■ Information shown
★ ★ ★ ★

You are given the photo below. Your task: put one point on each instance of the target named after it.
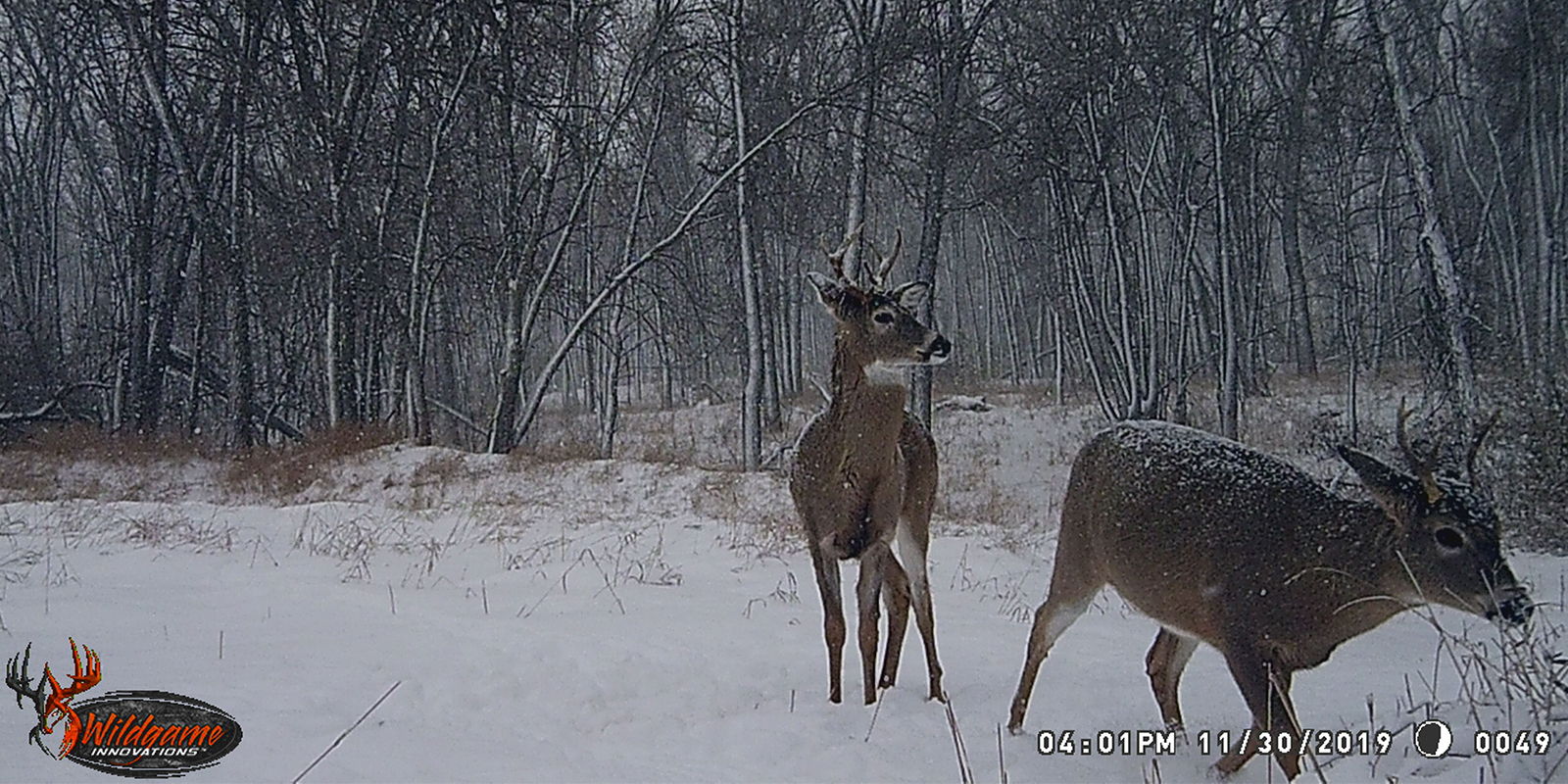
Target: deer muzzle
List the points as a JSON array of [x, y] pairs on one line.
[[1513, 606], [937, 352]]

★ ★ ★ ★

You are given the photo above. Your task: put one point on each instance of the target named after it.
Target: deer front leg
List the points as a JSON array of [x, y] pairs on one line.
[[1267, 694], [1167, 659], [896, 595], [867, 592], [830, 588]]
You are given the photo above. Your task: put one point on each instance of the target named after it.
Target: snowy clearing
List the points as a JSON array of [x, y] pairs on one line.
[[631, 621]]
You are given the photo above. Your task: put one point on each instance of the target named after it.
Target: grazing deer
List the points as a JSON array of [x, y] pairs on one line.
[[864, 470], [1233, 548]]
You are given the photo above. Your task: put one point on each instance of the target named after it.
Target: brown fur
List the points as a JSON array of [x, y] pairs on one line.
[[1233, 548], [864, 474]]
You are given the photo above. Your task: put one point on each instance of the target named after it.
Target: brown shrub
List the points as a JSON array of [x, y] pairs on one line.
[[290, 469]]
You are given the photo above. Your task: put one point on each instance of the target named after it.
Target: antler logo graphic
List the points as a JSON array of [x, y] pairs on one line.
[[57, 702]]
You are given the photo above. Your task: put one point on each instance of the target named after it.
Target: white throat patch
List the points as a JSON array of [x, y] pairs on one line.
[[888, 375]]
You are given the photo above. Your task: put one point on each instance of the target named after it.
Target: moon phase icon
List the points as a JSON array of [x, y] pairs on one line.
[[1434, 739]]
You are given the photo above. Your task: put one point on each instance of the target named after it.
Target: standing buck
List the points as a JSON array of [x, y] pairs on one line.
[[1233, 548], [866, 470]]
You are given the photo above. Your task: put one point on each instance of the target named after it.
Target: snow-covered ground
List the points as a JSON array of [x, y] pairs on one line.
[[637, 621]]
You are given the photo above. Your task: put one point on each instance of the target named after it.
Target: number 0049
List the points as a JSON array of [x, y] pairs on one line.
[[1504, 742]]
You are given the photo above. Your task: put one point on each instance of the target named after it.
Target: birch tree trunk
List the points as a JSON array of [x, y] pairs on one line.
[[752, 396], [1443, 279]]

★ ★ ★ ★

■ Instructions for the task
Please show every line of the entries above that contains the word "deer", copying each line in full. Case counts.

■ Exercise result
Target: deer muzzle
Target: deer front leg
Target: grazing deer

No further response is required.